Jones’a göre, İsrail’in sömürgeci saldırısının ardındaki “gerekçe”ye bir yandan da işgal altındaki Filistinlilerin değil, zalimin gözüyle bakılmamalı. Peki bu “gerekçe” nedir?

Tabii ki geçmişte Yahudilere zulmedilmiş olması, Holokost, Çarlık Rusyası’nın gerçekleştirdiği pogromlar (katliamlar) ve daha da önemlisi, bu olaylar ardından Yahudilerin edindikleri mağdurluk hâli. Jones, yazısının bir yerinde, “her türden işgale eşlik eden ahlaki yozlaşmanın Yahudi halkının yaşadığı kolektif travmayla kaynaştığını” söylüyor. Birçok liberal Siyonist de bu konuda Jones’a destek çıkıyor (şurası açık ki Jones, yazılarında Filistinlileri hiç anmıyor).

Oysa bu tür değerlendirmelerde dünün Yahudi mağdurlarıyla bugünün ırkçı işgalcileri yan yana getirilerek, Siyonist sömürgecilik için bahaneler bulunuyor, suç, bir biçimde hafifletiliyor. Jones, Yahudilere yönelik zulmün tarihiyle Siyonist rejimi ve onun yobaz üyelerini ilişkilendiriyor. Böylelikle Siyonizmi aklayıp, ona altı boş bir ahlaki meşruiyet kazandırmaya çalışıyor. Bu yalan yanlış algının ta başından beri Siyonist projeyi meşrulaştırmada en temel unsur olduğunu artık biliyoruz.

Bu algıyı Siyonist liderler ve destekçileri besleyip durdu. Bu sayede sömürgeci ve soykırımcı güçlerin yapıp ettiklerinin üzerine ahlaki bir şal serildi ve bu güçler, katliam siyasetlerini daha yoğun bir biçimde uygulamaya devam ettiler.

Jones, bizden İsrail rejiminin, onun eli silahlı ırkçı yerleşimcilerinin ve o çarpık ideolojisinin tarih boyunca Yahudilerin maruz kaldıkları “kolektif travma” sebebiyle, anlayışla karşılamamızı istiyor. Bu talep doğrultusunda Jones, Yahudilerle Siyonistlerin bir ve aynı şey olduğunu iddia etmiş oluyor. Jones, zulüm görmüş Yahudilerle ırkçı Siyonistleri yan yana getiren görüşü yaymaya çalışıyor, üstelik bu çalışmayı o sahte “sol” gömleğini üzerine geçirip dile getirdiği kınayıcı sözlerin ardına saklanarak yürütüyor. Meseleyi anlamaktan uzak olan Jones, sadece İsrail çizgisini zerre eleştirmeden, onun ürettiği lafları papağan gibi yinelemekle yetiniyor.

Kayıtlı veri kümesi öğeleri
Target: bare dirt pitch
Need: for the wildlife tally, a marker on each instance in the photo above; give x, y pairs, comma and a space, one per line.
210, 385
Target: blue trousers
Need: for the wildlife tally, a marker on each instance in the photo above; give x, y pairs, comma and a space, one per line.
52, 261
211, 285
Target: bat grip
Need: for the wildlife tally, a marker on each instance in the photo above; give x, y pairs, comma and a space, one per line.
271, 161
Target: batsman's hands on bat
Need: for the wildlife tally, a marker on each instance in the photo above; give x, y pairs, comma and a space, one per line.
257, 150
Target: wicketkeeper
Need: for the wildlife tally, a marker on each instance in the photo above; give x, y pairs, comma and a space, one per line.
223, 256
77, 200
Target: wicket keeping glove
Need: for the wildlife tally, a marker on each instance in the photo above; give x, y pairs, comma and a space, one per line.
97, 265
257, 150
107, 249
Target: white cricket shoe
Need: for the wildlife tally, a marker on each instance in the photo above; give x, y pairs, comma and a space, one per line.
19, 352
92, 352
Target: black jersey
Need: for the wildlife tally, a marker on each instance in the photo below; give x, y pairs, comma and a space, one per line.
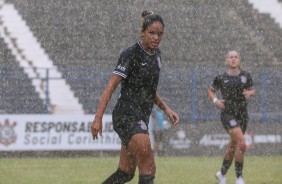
140, 72
231, 88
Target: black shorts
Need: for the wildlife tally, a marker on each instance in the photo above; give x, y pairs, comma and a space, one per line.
126, 126
233, 120
158, 136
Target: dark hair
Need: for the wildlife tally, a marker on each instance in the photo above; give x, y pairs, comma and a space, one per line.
149, 17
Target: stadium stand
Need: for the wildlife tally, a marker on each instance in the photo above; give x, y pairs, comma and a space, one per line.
17, 94
84, 39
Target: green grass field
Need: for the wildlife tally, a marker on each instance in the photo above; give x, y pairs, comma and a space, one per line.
170, 170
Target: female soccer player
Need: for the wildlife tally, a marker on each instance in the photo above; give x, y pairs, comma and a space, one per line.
138, 72
236, 86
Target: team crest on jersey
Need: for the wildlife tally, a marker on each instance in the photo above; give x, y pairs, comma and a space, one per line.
142, 125
232, 122
243, 79
159, 62
7, 133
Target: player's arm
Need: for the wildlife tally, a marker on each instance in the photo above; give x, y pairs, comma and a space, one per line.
104, 100
174, 118
249, 92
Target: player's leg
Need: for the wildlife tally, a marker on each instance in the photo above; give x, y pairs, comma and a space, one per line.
126, 168
140, 146
238, 135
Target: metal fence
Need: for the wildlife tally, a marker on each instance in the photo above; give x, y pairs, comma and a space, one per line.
184, 89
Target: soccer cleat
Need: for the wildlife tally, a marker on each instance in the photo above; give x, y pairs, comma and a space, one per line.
240, 180
221, 179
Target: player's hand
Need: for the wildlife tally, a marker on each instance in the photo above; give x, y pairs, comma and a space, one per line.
247, 93
219, 104
173, 117
96, 128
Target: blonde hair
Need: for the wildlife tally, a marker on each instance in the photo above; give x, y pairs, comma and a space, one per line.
227, 55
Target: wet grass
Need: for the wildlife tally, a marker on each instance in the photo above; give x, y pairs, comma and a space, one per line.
170, 170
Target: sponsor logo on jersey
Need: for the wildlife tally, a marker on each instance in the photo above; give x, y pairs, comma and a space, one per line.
243, 79
142, 125
122, 68
7, 133
159, 62
232, 122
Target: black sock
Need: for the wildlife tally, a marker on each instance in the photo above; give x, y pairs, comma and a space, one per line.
238, 169
119, 177
146, 179
225, 166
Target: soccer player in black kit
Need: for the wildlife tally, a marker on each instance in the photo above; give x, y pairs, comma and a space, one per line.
236, 86
138, 72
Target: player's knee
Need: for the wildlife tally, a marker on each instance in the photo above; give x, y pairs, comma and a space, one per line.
242, 147
146, 179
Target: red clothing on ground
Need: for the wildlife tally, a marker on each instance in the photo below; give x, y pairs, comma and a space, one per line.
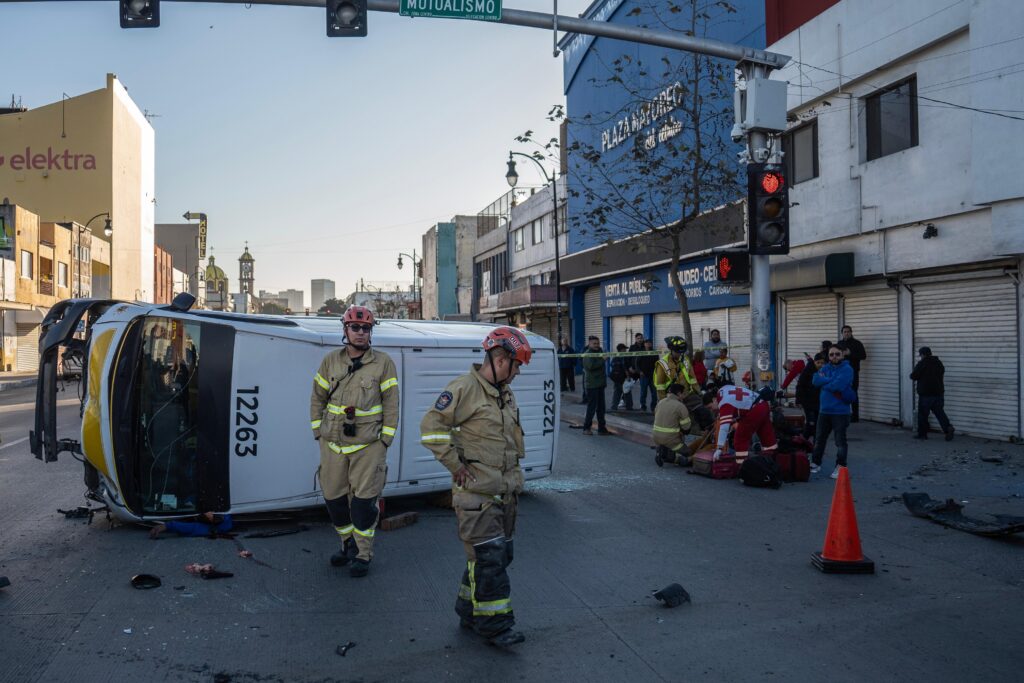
796, 367
700, 374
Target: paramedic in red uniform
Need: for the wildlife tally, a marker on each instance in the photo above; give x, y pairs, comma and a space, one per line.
743, 411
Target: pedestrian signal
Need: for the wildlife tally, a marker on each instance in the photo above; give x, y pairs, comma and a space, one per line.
346, 18
139, 13
767, 211
733, 266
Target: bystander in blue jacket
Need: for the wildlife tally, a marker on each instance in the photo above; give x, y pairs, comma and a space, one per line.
835, 379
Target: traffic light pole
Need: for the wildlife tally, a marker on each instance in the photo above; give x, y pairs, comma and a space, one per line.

## Sorun
Metindeki “Oysa bu tür değerlendirmelerde” diye başlayan paragrafı, ana bilgilerini koruyarak maddeler hâlinde yeniden yazın.

## Görev sonucu
- Bu tür değerlendirmeler, dünün Yahudi mağdurlarını bugünün ırkçı işgalcileriyle yan yana getirerek Siyonist sömürgeciliğe bahane bulur ve suçu hafifletir.
- Jones, Yahudilere yönelik zulmün tarihini Siyonist rejimle ve onun yobaz üyeleriyle ilişkilendirir.
- Böylece Siyonizmi aklayıp ona altı boş bir ahlaki meşruiyet kazandırmaya çalışır.
- Bu yanlış algının baştan beri Siyonist projeyi meşrulaştırmanın en temel unsuru olduğu artık bilinmektedir.